■ **PAGE TEXT**:
# # # # #

Painted Bride Quarterly’s Slush Pile

Episode 66: What If Hansel and Gretel Had a Cage Fight?

April 26, 2019

Hello all and welcome to another episode of Slushpile! In this episode, look forward to not only critiquing a few poems along with the gang, but also some discussion on the original tale of Hansel and Gretel.

Setting a new precedence, rather than lots of jackassery before we got down to business, we quickly moved into the poems (below the bio!) by Susannah Sheffer. (Though we tussled a bit over who of us found these poems!)

The first poem titled, "After: An Introduction" was read by a sniffly Ali.                             

However, instead of a discussion on the poem itself, following the reading, a discussion on the history of the IPod's evolution ensued. Nevertheless, we just as quickly got back on track!

The crew decided that the poem was crafted as a re-telling of the story, "Hansel and Gretel" and prompted a fascinating conversation that will have you glued to your audio device (whether that be an IPod or IPhone).

This piece even had Jason and Tim agreeing with each other, which if you have been listening to the podcast for a while, you know is rare.

Re-tellings of an original story can be tricky as it could either go really well, or come off as overdone. A debate amongst the gang resulted from this. Obviously, the poem did a good job as the majority agreed that even though it was a recreation, it still possessed unique qualities. Even those who weren't big fans of the story, could say that they understood why someone else could.

# # # # #

■ **DATA SECTION**:
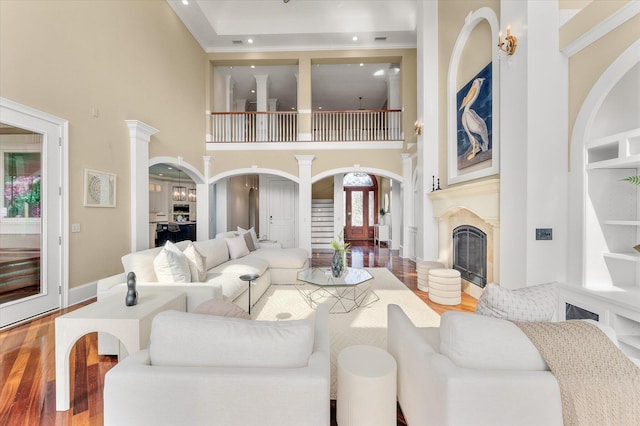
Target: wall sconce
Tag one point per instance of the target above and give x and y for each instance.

# # # # #

■ **WHAT THE EXERCISE ASKS**:
Reproduce the podcast page word for word, beginning at the words "Setting a new" and stopping after "a sniffly Ali.". The data above comes from a different source than the podcast page.

■ **THE REPLY**:
Setting a new precedence, rather than lots of jackassery before we got down to business, we quickly moved into the poems (below the bio!) by Susannah Sheffer. (Though we tussled a bit over who of us found these poems!)

The first poem titled, "After: An Introduction" was read by a sniffly Ali.